Required work - Find and return every line of the data that contains the word "walkway".

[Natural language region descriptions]
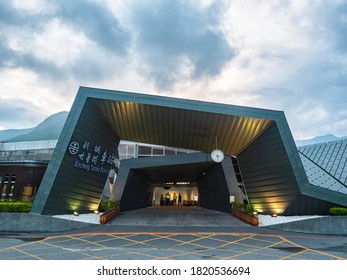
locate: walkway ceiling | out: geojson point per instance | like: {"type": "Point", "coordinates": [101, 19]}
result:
{"type": "Point", "coordinates": [176, 173]}
{"type": "Point", "coordinates": [180, 128]}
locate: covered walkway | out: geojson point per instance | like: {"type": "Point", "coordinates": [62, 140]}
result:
{"type": "Point", "coordinates": [178, 217]}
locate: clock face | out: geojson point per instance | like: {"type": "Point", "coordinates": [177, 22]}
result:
{"type": "Point", "coordinates": [217, 155]}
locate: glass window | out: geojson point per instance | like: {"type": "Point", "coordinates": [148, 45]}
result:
{"type": "Point", "coordinates": [158, 151]}
{"type": "Point", "coordinates": [170, 152]}
{"type": "Point", "coordinates": [4, 190]}
{"type": "Point", "coordinates": [11, 190]}
{"type": "Point", "coordinates": [13, 178]}
{"type": "Point", "coordinates": [145, 151]}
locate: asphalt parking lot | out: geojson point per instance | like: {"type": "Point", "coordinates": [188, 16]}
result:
{"type": "Point", "coordinates": [174, 234]}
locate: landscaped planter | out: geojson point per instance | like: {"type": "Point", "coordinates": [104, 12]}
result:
{"type": "Point", "coordinates": [109, 215]}
{"type": "Point", "coordinates": [254, 221]}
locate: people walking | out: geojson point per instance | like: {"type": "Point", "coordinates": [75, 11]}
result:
{"type": "Point", "coordinates": [174, 200]}
{"type": "Point", "coordinates": [179, 200]}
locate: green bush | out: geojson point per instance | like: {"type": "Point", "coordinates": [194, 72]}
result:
{"type": "Point", "coordinates": [338, 211]}
{"type": "Point", "coordinates": [15, 206]}
{"type": "Point", "coordinates": [107, 205]}
{"type": "Point", "coordinates": [247, 208]}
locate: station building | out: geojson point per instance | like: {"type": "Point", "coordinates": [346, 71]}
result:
{"type": "Point", "coordinates": [218, 154]}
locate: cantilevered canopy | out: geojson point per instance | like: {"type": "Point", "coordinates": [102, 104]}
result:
{"type": "Point", "coordinates": [99, 119]}
{"type": "Point", "coordinates": [181, 128]}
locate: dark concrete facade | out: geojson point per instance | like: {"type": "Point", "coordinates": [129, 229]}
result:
{"type": "Point", "coordinates": [260, 139]}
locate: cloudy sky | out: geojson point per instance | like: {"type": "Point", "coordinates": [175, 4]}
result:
{"type": "Point", "coordinates": [282, 55]}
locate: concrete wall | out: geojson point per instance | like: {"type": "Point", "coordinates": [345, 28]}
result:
{"type": "Point", "coordinates": [329, 225]}
{"type": "Point", "coordinates": [137, 192]}
{"type": "Point", "coordinates": [213, 190]}
{"type": "Point", "coordinates": [23, 222]}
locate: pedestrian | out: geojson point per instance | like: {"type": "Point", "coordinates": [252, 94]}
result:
{"type": "Point", "coordinates": [175, 199]}
{"type": "Point", "coordinates": [167, 199]}
{"type": "Point", "coordinates": [161, 200]}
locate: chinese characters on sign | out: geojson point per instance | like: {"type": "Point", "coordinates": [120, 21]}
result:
{"type": "Point", "coordinates": [91, 157]}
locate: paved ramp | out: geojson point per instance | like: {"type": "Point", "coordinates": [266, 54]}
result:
{"type": "Point", "coordinates": [177, 217]}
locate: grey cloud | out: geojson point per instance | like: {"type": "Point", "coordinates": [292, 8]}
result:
{"type": "Point", "coordinates": [16, 113]}
{"type": "Point", "coordinates": [171, 32]}
{"type": "Point", "coordinates": [97, 23]}
{"type": "Point", "coordinates": [90, 18]}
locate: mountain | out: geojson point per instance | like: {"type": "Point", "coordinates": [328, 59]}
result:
{"type": "Point", "coordinates": [318, 139]}
{"type": "Point", "coordinates": [49, 129]}
{"type": "Point", "coordinates": [11, 133]}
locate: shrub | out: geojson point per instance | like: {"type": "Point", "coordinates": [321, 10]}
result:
{"type": "Point", "coordinates": [338, 211]}
{"type": "Point", "coordinates": [15, 206]}
{"type": "Point", "coordinates": [107, 205]}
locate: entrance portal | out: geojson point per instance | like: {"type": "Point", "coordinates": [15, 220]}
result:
{"type": "Point", "coordinates": [176, 195]}
{"type": "Point", "coordinates": [141, 181]}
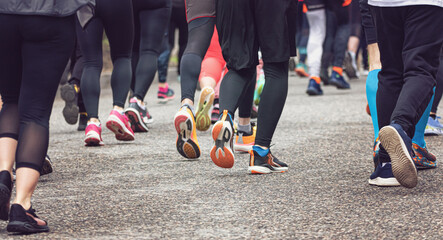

Result for this exercise -
locate: walkway ceiling | out: geojson point per instance | like: {"type": "Point", "coordinates": [101, 19]}
locate: covered walkway | out: geojson point per instance | like: {"type": "Point", "coordinates": [62, 140]}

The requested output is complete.